Texte d'étude
Ode à la lenteur, aux choses « qui font du bien » (terme qu’il répète souvent) : si Superlumos ne se réclame d’aucun mouvement, il est tout de même l’héritier de tendances postconfinement, comme la slow life et la soft life (« vie lente », « vie douce »), qui consistent à prendre le temps d’apprécier les petits détails, les moments, à s’entourer des bonnes personnes, profiter de sa propre compagnie et exercer des activités créatives, sans tomber dans l’injonction à la productivité. Sur Pinterest, l’accélérateur des esthétiques des moins de 25 ans, le terme slow life est en augmentation de 6 % d’une année à l’autre depuis 2020, accompagnés de mots-clés tels que « reconnexion à la nature », « développer sa créativité » et « temps pour soi », d’après les chiffres communiqués au Monde par l’entreprise.
Ses contenus bienveillants ne l’empêchent pour autant pas d’être la cible de messages haineux sur son physique, ses origines marocaines ou sa masculinité. Comme lorsque l’une de ses vidéos sur une recette devenue virale lui a valu, malgré son sujet anodin, plusieurs jours de harcèlement sur Twitter. « Comme si être un homme ne m’autorisait pas à parler d’émotions, en ressentir, à les partager. Les gens projettent leurs peurs ou leurs insécurités sur moi », analyse-t-il.
Sa communauté sur les réseaux, qui le défend constamment, est toutefois très soudée. En octobre 2022, Superlumos avait invité une centaine d’abonnés à une pyjama party pour voir le film Twilight dans une salle de cinéma louée pour l’occasion. Le site Web du cinéma avait saturé sous l’afflux de connexions.
« Authenticité absolue »
Aujourd’hui, l’ancien étudiant en journalisme peut vivre de ses contenus grâce aux partenariats passés avec des marques. Sans que cela n’oriente ce qu’il poste ? « Je choisis mes collaborations en fonction de mes goûts ou de la pertinence du produit », se défend celui qui assure ne jamais vendre de codes promo à ses abonnés. Il produit « un contenu hiérarchisable », selon Alice Audrezet, qui permet à ses abonnés de séparer le contenu réalisé « pour payer les factures » et celui pour « refléter des goûts personnels ». Une stratégie non moins commerciale mais plus viable que celle d’autres influenceurs consistant à brouiller les pistes, estime-t-elle.

Consigne 1
Répondez aux questions suivantes à partir du texte sur Superlumos.
(a) De combien de pour cent le terme slow life augmente-t-il d'une année à l'autre sur Pinterest depuis 2020 ?
(b) Quel film Superlumos a-t-il projeté à une centaine d'abonnés en octobre 2022 ?
(c) Selon Superlumos, en fonction de quoi choisit-il ses collaborations ?
Consigne 2
Recopiez à l'identique le passage du texte sur Superlumos situé entre « Aujourd’hui, l’ancien étudiant » et « les pistes, estime-t-elle. », ces deux segments compris.

Documents fournis

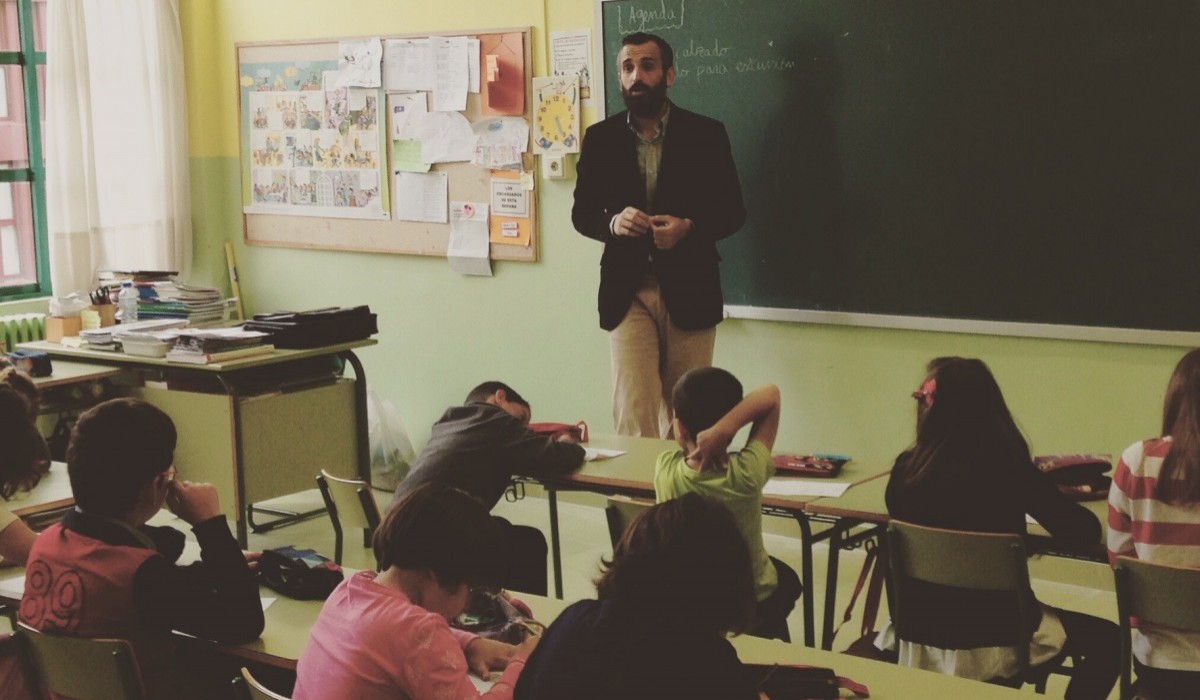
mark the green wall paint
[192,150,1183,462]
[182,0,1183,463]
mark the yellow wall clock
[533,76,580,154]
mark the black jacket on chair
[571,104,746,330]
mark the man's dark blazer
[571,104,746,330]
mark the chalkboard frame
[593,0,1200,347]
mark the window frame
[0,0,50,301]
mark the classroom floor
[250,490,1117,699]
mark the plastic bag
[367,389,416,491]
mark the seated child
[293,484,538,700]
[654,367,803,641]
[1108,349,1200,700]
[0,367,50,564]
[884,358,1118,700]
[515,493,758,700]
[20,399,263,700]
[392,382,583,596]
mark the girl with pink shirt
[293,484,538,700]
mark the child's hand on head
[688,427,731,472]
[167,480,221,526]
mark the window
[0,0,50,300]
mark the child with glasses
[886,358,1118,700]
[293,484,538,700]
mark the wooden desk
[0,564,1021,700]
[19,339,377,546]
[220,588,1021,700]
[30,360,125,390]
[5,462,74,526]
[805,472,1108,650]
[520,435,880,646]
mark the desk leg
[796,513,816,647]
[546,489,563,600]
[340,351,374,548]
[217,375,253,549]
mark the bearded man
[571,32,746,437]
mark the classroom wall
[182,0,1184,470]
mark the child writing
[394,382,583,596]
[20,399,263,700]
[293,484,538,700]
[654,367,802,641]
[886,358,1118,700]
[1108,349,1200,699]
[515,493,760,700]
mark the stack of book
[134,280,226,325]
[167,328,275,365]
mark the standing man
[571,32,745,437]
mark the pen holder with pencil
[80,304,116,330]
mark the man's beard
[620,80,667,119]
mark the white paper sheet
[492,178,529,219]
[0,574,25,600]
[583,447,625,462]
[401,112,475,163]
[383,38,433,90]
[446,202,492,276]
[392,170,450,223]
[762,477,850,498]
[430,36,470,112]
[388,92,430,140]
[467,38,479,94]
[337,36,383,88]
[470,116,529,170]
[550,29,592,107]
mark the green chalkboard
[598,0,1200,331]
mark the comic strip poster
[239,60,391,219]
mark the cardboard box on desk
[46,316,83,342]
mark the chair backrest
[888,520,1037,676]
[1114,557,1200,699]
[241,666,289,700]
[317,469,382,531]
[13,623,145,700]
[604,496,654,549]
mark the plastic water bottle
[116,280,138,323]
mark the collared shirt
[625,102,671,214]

Réponse 1
(a) Il augmente de 6 % d'une année à l'autre.
(b) Il a projeté le film Twilight.
(c) Il les choisit en fonction de ses goûts ou de la pertinence du produit.

Réponse 2
Aujourd’hui, l’ancien étudiant en journalisme peut vivre de ses contenus grâce aux partenariats passés avec des marques. Sans que cela n’oriente ce qu’il poste ? « Je choisis mes collaborations en fonction de mes goûts ou de la pertinence du produit », se défend celui qui assure ne jamais vendre de codes promo à ses abonnés. Il produit « un contenu hiérarchisable », selon Alice Audrezet, qui permet à ses abonnés de séparer le contenu réalisé « pour payer les factures » et celui pour « refléter des goûts personnels ». Une stratégie non moins commerciale mais plus viable que celle d’autres influenceurs consistant à brouiller les pistes, estime-t-elle.